START DOCUMENT EXCERPT
CHALLENGES AND THE PATH FORWARD
The dual strategy approach acknowledges significant challenges:
Financing Gaps: The clean cooking transition requires substantial investment in infrastructure, subsidies, and awareness campaigns. Innovative financing including carbon credits, development partner support, and private sector engagement will be essential.
Behavioral Change: Decades of cooking practices don't change overnight. Sustained awareness campaigns, demonstrations, and community engagement will be needed.
Supply Chain Development: Clean cooking requires robust supply chains for LPG, bioethanol, electricity, and technologies. Building these takes time and coordination.
Policy Harmonization: Reconciling policies across forestry, energy, environment, trade, and local government sectors requires sustained inter-ministerial dialogue.
Affordability: Despite efficiency gains, clean alternatives remain expensive for low-income households. Subsidy targeting and gradual phase-ins will be necessary.
Rural-Urban Divide: Urban areas will likely transition faster due to infrastructure access. Special attention to rural solutions (biogas, improved cookstoves, sustainable charcoal) is essential.
THE MECS CONNECTION
The Modern Energy Cooking Services (MECS) program's emphasis on electric cooking (eCooking) aligns perfectly with Tanzania's strategies. The Clean Cooking Strategy specifically targets increased adoption of electricity for cooking, supported by:
- Expanding national grid access toward 85% connectivity - Special tariff structures to make eCooking affordable - Promotion of efficient electric cooking appliances - Off-grid solar solutions in areas without grid access
The Charcoal Strategy complements this by reducing biomass pressure during the transition period, creating space for infrastructure development without accelerating deforestation.
CONCLUSION: A MODEL FOR THE REGION
Tanzania's dual strategy approach offers a pragmatic blueprint for countries facing similar challenges across Sub-Saharan Africa. By simultaneously making the present more sustainable while building the infrastructure for a clean future, Tanzania avoids the trap of choosing between current livelihoods and environmental protection.
The key innovations in Tanzania's approach include:
- Treating charcoal as a transitional resource requiring management, not just a problem to eliminate 2. Creating formal economic opportunities in both sustainable biomass and clean energy 3. Coordinating across multiple ministries and sectors from the outset 4. Setting ambitious but achievable targets with clear timelines 5. Learning from international experience while adapting to local context 6. Integrating gender, health, and governance as core elements, not afterthoughts
As Tanzania works toward its 2031 and 2034 milestones, the success of this dual strategy approach will provide valuable lessons for the region and beyond. The framework demonstrates that universal clean cooking access isn't about choosing between environmental protection and economic development—it's about carefully managing the transition from one to the other.
END DOCUMENT EXCERPT
START GIVEN ENTRIES
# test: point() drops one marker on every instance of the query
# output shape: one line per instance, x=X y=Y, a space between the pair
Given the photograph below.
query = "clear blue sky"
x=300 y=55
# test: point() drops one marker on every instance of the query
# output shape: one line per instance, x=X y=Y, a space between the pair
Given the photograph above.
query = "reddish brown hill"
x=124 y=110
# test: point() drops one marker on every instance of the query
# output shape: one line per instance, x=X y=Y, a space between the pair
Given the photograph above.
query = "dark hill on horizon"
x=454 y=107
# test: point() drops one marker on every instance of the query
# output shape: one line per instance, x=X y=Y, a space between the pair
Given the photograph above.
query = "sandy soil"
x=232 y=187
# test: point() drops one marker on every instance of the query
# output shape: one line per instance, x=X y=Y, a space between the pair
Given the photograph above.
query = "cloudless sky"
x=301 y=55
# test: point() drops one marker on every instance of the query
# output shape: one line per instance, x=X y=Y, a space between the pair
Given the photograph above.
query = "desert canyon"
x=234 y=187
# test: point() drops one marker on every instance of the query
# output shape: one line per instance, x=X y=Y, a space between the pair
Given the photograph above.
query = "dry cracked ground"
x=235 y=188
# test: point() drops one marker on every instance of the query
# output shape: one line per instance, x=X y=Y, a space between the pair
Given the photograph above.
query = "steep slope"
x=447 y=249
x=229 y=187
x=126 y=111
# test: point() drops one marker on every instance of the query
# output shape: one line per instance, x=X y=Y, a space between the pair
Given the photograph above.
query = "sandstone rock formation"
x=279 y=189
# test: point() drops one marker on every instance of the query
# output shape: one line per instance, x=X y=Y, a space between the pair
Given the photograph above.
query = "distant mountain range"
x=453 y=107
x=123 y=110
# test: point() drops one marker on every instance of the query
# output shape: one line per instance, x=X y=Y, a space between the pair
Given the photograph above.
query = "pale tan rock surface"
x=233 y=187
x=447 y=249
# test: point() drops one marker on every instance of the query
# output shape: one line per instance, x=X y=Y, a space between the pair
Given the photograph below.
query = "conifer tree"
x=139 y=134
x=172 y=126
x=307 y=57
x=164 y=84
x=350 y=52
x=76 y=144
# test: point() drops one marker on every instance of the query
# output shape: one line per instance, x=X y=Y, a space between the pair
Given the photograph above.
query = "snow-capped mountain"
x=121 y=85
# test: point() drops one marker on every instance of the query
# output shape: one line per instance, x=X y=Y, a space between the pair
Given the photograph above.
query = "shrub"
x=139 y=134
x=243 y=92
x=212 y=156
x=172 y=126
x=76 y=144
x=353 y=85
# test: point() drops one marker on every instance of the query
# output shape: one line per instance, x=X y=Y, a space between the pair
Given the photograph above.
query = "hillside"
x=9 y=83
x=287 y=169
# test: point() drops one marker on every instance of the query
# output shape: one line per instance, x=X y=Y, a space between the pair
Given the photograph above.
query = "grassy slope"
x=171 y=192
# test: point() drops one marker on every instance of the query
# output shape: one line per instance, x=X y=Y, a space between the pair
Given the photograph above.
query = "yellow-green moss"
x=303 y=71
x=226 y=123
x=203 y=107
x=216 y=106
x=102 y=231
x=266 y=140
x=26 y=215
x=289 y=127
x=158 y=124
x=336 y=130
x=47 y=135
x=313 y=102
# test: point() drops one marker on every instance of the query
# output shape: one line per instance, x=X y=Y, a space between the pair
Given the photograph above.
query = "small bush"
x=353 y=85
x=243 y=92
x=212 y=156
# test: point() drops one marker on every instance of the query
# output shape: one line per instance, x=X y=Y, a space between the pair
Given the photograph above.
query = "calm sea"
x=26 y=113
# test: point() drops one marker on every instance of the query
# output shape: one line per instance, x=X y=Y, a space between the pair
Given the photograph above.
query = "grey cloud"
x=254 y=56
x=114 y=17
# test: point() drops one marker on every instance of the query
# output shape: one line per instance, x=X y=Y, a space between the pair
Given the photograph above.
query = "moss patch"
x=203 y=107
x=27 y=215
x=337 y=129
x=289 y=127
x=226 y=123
END GIVEN ENTRIES
▸ **THE TASK**:
Please translate this sentence from the Tanzania clean cooking excerpt into Spanish: "Urban areas will likely transition faster due to infrastructure access."

▸ **ANSWER AREA**:
Es probable que las zonas urbanas hagan la transición más rápido gracias al acceso a la infraestructura.